Material to process:
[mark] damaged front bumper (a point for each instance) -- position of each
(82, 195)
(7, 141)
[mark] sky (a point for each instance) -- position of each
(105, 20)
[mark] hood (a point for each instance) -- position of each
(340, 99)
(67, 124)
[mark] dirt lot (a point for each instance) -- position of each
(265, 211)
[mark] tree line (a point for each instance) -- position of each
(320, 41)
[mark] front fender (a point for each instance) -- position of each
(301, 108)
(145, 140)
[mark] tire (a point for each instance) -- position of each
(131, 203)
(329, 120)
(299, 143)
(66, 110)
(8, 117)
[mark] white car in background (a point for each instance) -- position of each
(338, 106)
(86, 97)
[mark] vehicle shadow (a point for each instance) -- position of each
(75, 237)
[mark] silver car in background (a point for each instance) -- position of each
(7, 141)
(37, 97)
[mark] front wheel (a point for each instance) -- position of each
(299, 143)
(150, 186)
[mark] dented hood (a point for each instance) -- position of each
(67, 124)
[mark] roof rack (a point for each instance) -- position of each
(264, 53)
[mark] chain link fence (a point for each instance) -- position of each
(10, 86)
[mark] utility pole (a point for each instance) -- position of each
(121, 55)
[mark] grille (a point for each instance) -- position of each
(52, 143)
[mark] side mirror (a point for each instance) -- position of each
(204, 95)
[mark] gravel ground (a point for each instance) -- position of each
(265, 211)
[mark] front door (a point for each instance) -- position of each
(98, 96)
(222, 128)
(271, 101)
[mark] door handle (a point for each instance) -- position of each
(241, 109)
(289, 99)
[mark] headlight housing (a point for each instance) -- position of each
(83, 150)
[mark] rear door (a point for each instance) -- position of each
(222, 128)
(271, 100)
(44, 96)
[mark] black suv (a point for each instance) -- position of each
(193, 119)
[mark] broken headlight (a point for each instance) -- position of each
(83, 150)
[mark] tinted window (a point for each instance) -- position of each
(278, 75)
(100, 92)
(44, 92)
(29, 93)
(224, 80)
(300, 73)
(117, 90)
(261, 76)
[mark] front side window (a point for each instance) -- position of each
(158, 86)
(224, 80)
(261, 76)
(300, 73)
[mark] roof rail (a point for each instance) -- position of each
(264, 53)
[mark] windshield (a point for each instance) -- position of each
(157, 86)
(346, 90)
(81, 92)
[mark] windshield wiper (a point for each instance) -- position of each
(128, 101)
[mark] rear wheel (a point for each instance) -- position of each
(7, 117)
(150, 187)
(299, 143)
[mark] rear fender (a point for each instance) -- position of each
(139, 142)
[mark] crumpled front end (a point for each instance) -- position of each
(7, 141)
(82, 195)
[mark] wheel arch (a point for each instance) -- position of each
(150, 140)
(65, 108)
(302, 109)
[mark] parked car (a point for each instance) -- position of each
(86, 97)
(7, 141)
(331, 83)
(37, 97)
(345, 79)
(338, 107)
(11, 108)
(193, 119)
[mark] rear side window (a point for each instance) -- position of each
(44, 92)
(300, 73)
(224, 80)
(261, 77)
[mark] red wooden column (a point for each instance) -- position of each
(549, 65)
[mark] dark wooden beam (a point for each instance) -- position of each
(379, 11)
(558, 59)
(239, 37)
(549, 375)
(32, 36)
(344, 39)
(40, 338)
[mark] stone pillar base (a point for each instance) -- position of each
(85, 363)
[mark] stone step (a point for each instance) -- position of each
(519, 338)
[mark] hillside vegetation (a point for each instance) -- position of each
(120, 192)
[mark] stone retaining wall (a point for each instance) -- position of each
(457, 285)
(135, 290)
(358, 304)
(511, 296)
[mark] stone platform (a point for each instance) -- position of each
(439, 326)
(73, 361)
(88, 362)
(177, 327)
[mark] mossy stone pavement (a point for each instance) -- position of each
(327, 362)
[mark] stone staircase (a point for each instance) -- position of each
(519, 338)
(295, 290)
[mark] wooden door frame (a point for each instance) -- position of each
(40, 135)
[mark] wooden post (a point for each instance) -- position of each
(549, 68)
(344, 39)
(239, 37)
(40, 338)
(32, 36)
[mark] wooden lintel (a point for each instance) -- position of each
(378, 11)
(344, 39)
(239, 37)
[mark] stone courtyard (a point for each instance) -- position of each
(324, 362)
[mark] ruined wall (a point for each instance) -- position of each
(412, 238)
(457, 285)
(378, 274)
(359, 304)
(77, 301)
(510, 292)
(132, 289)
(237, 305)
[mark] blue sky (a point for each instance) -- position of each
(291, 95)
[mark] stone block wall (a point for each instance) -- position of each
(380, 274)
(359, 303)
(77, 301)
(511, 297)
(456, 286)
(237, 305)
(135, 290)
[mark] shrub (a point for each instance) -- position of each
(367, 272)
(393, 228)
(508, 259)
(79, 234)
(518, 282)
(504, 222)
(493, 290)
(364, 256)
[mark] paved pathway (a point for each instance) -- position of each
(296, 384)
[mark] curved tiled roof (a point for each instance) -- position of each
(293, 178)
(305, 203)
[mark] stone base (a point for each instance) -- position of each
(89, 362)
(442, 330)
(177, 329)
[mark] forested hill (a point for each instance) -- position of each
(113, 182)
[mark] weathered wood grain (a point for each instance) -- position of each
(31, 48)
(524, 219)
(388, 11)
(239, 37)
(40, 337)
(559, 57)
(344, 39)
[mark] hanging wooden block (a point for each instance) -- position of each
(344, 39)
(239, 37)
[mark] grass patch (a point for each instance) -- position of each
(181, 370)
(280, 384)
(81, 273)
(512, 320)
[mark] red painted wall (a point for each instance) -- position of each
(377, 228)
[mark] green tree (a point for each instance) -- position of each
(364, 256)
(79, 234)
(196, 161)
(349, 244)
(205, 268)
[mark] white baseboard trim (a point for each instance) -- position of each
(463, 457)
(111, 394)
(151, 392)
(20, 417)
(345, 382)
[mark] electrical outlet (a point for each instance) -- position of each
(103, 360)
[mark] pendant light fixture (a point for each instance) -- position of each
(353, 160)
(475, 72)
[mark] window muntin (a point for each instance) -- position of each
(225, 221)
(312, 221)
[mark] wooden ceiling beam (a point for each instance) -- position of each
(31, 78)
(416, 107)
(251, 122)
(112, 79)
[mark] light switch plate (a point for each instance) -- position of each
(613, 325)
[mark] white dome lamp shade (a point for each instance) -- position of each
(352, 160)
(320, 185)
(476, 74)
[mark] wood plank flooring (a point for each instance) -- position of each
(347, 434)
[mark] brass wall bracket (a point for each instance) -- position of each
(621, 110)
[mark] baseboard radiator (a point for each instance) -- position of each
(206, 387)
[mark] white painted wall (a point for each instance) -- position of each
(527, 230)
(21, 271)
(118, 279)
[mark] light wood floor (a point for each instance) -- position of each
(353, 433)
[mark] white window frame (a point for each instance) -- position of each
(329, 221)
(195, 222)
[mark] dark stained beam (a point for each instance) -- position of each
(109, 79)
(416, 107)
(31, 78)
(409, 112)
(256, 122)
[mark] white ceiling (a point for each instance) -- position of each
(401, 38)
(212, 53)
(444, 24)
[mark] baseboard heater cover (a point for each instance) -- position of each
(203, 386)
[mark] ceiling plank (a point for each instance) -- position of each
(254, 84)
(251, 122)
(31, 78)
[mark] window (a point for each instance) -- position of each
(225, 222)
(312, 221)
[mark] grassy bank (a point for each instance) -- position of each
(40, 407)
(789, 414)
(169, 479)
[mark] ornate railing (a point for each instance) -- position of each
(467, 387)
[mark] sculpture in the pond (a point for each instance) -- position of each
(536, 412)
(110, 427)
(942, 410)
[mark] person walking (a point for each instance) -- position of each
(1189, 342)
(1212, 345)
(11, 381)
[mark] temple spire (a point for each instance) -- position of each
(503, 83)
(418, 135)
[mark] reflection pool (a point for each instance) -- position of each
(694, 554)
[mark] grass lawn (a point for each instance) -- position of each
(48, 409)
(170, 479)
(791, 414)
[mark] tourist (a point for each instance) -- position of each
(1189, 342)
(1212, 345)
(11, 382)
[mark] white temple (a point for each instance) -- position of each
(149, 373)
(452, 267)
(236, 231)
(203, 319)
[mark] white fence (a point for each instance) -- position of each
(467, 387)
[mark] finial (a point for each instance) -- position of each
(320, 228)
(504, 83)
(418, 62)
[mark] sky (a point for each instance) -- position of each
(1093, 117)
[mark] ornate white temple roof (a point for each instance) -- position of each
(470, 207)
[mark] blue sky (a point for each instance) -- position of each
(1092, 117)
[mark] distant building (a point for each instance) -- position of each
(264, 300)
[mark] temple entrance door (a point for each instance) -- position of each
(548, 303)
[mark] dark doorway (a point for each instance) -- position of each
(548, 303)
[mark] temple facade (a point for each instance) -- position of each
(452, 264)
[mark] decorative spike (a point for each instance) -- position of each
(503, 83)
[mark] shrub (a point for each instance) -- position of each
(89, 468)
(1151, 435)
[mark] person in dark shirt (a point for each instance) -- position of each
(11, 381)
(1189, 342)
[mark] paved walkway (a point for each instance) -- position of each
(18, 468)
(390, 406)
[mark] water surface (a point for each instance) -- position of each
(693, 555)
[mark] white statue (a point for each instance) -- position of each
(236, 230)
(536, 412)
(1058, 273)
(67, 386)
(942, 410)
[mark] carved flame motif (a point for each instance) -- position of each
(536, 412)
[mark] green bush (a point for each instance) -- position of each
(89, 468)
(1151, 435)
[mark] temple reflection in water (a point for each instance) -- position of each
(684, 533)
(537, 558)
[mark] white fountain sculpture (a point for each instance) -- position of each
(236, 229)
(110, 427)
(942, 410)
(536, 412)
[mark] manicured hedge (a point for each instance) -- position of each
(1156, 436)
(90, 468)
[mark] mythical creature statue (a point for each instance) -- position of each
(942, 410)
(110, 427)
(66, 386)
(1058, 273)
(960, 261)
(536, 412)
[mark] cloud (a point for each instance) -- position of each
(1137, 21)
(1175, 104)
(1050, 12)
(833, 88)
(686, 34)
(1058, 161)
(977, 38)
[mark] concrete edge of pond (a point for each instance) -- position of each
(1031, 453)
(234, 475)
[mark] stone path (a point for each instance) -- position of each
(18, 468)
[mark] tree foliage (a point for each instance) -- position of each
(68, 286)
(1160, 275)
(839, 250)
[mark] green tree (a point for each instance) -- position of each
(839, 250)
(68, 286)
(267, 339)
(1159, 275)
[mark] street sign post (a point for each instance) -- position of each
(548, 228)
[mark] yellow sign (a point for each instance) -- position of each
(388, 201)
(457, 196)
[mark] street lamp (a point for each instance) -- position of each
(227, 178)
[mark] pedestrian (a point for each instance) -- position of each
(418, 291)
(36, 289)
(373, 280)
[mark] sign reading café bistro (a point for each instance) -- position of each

Task details: The span to give again runs from the line with "[mark] yellow sign" through the last line of the records above; reproduce it exactly and nothing more.

Expected answer:
[mark] yellow sign (a point for each instance) -- position of each
(388, 201)
(457, 196)
[mark] street lamp (a point for each instance) -- position of each
(227, 178)
[mark] pedestrian (a point for each instance) -- position of each
(418, 291)
(36, 289)
(373, 280)
[mark] sign reading café bistro (a point for each instance) -- position of each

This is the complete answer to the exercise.